(Records to process)
^^^^

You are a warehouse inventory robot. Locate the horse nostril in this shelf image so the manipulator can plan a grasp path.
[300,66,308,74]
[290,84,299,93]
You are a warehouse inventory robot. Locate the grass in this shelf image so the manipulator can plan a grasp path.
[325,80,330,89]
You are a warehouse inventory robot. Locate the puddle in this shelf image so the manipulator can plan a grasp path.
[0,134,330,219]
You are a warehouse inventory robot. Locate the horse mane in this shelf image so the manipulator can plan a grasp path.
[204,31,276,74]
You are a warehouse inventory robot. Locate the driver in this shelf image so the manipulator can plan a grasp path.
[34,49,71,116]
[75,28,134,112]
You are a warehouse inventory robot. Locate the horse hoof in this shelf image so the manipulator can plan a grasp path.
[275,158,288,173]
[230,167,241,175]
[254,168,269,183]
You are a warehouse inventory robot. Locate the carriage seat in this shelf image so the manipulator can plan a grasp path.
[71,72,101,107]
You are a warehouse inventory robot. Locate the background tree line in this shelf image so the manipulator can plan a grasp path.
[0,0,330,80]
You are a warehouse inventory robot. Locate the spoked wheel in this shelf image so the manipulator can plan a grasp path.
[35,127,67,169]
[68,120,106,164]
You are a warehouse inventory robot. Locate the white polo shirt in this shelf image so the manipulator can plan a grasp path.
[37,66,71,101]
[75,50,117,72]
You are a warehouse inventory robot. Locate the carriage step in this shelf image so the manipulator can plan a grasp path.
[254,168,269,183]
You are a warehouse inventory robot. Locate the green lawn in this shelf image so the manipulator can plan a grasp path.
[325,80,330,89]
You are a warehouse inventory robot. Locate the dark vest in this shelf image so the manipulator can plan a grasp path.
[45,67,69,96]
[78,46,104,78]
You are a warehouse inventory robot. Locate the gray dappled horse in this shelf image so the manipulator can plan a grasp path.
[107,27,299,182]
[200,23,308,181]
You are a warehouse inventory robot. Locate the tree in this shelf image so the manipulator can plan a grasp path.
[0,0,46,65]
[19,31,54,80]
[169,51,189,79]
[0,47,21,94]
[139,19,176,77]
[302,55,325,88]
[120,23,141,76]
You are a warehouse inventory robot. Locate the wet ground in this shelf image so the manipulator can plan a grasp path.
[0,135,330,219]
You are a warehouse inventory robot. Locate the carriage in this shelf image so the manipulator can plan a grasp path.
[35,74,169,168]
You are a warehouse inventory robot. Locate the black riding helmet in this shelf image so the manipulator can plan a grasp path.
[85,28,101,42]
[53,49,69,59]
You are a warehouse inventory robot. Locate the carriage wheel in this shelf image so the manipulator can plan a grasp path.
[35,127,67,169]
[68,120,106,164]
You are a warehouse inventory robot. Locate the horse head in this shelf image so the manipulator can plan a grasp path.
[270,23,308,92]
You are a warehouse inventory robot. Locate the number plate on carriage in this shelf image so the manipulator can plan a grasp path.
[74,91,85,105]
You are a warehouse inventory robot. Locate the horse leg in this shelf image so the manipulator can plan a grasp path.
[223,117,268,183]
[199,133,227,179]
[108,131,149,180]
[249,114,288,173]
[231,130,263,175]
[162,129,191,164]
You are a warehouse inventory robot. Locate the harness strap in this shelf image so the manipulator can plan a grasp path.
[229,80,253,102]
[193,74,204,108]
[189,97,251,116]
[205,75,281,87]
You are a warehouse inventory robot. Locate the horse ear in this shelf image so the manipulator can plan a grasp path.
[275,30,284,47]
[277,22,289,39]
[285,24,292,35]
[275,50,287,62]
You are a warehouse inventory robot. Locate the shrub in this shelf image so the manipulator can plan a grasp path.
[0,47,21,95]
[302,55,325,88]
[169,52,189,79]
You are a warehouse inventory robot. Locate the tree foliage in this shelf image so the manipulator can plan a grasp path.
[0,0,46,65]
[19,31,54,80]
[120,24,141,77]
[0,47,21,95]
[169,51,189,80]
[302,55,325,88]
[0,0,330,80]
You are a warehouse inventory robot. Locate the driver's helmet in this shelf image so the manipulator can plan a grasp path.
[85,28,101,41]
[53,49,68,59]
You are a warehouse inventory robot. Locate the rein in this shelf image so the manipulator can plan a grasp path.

^^^^

(Description of the task) Return the lines above word for word.

(Task result)
You are a warehouse inventory robot. Locate the horse nostril in this shelf image so the manipulator can plan a grasp path.
[300,66,308,74]
[290,84,299,93]
You are a warehouse inventory robot. Locate the grass in this shelf image so the manipulator can plan a grasp path.
[325,80,330,89]
You are a warehouse inventory robot. Locate the puddle in this shelf image so the manipulator can plan a grasp path.
[0,134,330,219]
You are a warehouse inventory robot. Locate the horse mane in this shelf image so the manipulator can plan a grasp path.
[204,31,276,74]
You are a warehouse inventory robot. Locate the driver in this shelf image so the manipulator can plan a grasp path.
[34,49,71,116]
[75,28,134,112]
You are a warehouse inventory robot. Locate the horse hoof in this shelf image so the manipulator can plan a grasp path.
[275,158,288,173]
[230,167,241,175]
[254,168,269,183]
You are a warehouse inventory robot. Locate the carriage seat in this shelf image so the manipulator can plan a grasp path.
[71,72,101,107]
You are a warehouse inventory robot. Locate the background tree line in this shelf image so the manipulator can plan a grasp path.
[0,0,330,80]
You are a warehouse inventory robot. Locate the spoked wheel in this shelf image so the manipulator can plan a grasp path.
[35,127,67,169]
[68,120,106,164]
You are a warehouse inventory robot. Locate the white polo shirt in this shelf image so the manipulator can plan a grasp path.
[37,66,71,101]
[75,50,117,72]
You are a warehouse inventory robot. Locate the carriage step in this shelf image so the manipulator can plan a grasp path.
[254,168,269,183]
You are a warehouse inventory robot. Locate the green lawn in this shelf image so the manipulator can plan a grasp path.
[325,80,330,89]
You are a warehouse inventory robot. Locate the dark vest in this shelf image so the manipulator can plan a grasp path.
[45,67,69,96]
[78,46,104,78]
You are a warehouse inventory robot. Locate the gray dappled horse in this shelf image so the manipulator can plan a grasp path.
[107,27,299,182]
[200,23,308,181]
You are a warehouse inventory robot. Locate the tree in this shelf image so the manipulator can plan a grasp path.
[0,0,46,65]
[19,31,54,80]
[169,51,189,79]
[0,47,21,94]
[139,19,176,77]
[302,55,325,88]
[120,23,141,76]
You are a warehouse inventory robot. Locate the wet ground in this shelf image so the manipulator can plan a grasp path.
[0,135,330,219]
You are a warehouse inventory robot. Locate the carriage in this shelf image so the manipulator can plan a grasp path.
[35,74,169,168]
You are a warehouse inventory robot. Locate the black riding helmet in this shelf image so the manipulator can plan a grasp path.
[85,28,101,42]
[53,49,69,59]
You are a warehouse inventory robot. Locate the carriage wheel in this shelf image so the manipulator can plan a grasp path.
[35,127,67,169]
[68,120,106,164]
You are a warehouse inventory robot. Locate the horse head in this shelf image so the manipulator can plan a grasp path.
[270,23,308,92]
You are a warehouse inventory robot. Locate the number plate on carriage in this shelf image so the manipulator can plan a grasp path.
[74,91,85,105]
You are a warehouse inventory robot. Locate the horse leg in this shelf image so the manipulator can plan a grasp path.
[223,117,268,183]
[199,133,227,179]
[108,131,149,180]
[249,114,288,173]
[231,130,263,175]
[162,129,191,164]
You are a warehouse inventory robot. Locate the harness strap in this shelf image so the manipulator can plan a grasp path.
[229,80,253,102]
[193,74,204,108]
[189,97,251,116]
[205,75,281,87]
You are a warehouse inventory robot. Locate the horse ear in this shelf image so the manipulator can plan a grasp path.
[275,30,284,47]
[277,22,289,39]
[285,24,292,35]
[275,50,287,62]
You are a warehouse inventory robot. Locate the shrub in this shelf image so the manipulator can plan a grasp path.
[0,47,21,95]
[302,55,325,88]
[169,52,189,79]
You are a warehouse inventory robot. Locate the tree foliage in this shelf image so the manipulator can plan a grasp path.
[0,0,46,65]
[19,31,54,80]
[120,24,141,77]
[0,47,21,95]
[169,51,189,80]
[302,55,325,88]
[0,0,330,80]
You are a warehouse inventory robot. Locate the driver's helmet in this shelf image so the manipulator can plan a grasp path.
[85,28,101,41]
[53,49,68,59]
You are a warehouse inventory robot. Locate the rein in this shelf image so the manipulator can plan a grasp path.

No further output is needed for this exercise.